[Photo-based point labeling data]
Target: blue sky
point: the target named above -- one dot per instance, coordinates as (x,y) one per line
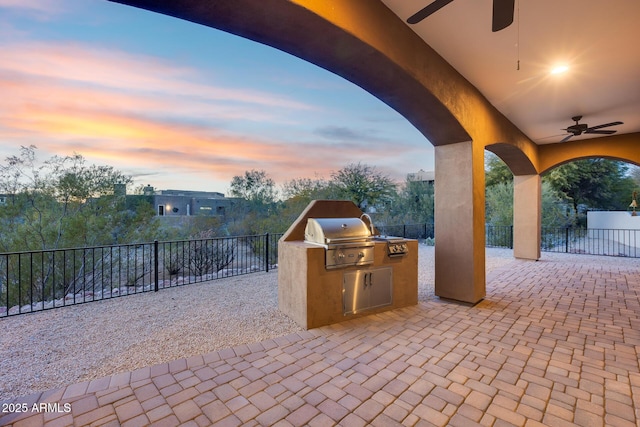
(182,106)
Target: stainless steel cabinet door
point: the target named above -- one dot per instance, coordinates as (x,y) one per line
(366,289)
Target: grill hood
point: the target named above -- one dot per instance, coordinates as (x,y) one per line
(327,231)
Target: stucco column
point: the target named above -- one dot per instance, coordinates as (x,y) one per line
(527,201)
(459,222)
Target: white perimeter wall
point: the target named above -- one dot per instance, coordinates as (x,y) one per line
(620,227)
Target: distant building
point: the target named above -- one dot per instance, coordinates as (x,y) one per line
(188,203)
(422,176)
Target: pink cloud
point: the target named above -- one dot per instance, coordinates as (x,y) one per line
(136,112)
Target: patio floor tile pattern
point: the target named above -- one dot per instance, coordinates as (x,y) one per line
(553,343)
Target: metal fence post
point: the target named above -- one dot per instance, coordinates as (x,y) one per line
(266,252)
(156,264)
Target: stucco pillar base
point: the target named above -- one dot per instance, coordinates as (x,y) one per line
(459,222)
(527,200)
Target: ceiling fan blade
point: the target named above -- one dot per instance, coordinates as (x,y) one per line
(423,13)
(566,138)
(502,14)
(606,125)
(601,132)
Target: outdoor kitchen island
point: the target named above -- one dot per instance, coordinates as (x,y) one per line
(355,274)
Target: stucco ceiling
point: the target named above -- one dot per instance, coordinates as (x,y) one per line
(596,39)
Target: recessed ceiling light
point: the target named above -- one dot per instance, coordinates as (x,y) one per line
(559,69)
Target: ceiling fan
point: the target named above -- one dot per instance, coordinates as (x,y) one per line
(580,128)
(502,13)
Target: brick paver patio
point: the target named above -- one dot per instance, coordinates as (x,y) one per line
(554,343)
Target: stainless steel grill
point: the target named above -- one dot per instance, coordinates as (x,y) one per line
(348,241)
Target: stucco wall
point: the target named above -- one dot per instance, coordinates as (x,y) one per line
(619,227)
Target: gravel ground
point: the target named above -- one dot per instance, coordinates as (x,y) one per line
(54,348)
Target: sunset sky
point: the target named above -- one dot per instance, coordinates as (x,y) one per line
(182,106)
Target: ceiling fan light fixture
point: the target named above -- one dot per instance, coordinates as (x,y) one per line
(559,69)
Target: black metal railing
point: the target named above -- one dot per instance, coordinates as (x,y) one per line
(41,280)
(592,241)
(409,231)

Do this:
All the lines above are to be reproduced exactly, except the pictures.

Answer to this exercise:
Target: blue sky
point: the target named above -- one dot per instance, coordinates as (x,y) one per line
(182,106)
Target: stainless steel cabinet door
point: the target named above -- one dot per instance, coordinates as (x,y) one per line
(366,289)
Target: grill hood
point: the target named above -- one dot per instance, coordinates as (x,y) one per line
(327,231)
Target: stucco column
point: the target named above -- one dot per instance, coordinates as (x,y) one per line
(527,201)
(459,222)
Target: white perimeter wall
point: the target named above -- one dot per instance, coordinates as (x,y) one per line
(620,227)
Target: distant building
point: the target named above -- one dot per instance, coordinates as (x,y) one per line
(188,203)
(422,176)
Target: pink cloud
point: the target named above -- one dot per instance, coordinates as (x,y) one per line
(136,112)
Target: patio floor tile pattern
point: the target named above -- one dot per instance, coordinates as (x,y) one per line
(553,343)
Target: metal fence post
point: the target named above -- one dot per instance, coordinates as (x,y) one per line
(266,252)
(156,264)
Target: stucco pillar base
point: the target named above -- one dot per instance, coordinates as (x,y) one per line
(459,222)
(527,200)
Target: ceiling fan blade
point: the target named above -- one dot per instance, coordinates as (x,y) one per line
(423,13)
(566,138)
(502,14)
(606,125)
(601,132)
Target: outdoor kitchen island
point: the target named above -- one dot per instance, coordinates as (x,y) one per line
(355,274)
Target: stucco ceiling
point: the target named above -- one dot per instance, coordinates as (x,y) one per line
(596,39)
Target: recessed ceiling light
point: the target named above -- one dot per instance, coordinates as (x,y) one per line
(559,69)
Target: ceiling fan
point: the target named above -- one dot per instance, coordinates as (x,y) one per line
(580,128)
(502,13)
Target: brick paver patio
point: the target named above -- one dot per instance, coordinates as (x,y) one per line
(554,343)
Target: stainless steel grill
point: the target named above -- one dot per instance, coordinates as (x,y) one per line
(348,241)
Target: stucco wall
point: the target named above -- one dot per instance, coordinates as (x,y) one per line
(619,227)
Target: gravel ground
point: the target named above -- one dot per instance, coordinates as (x,y) one per line
(54,348)
Target: sunset sky
point: the target named above -- one dot per instance, coordinates as (x,y) one per line
(182,106)
Target: ceiling fan light fixture
point: the target named above -- one dot per instance, coordinates as (x,y) one per line
(559,69)
Target: black metal railing
point: the target named above -- one dot per instance, coordinates as (x,y) one per line
(41,280)
(592,241)
(409,231)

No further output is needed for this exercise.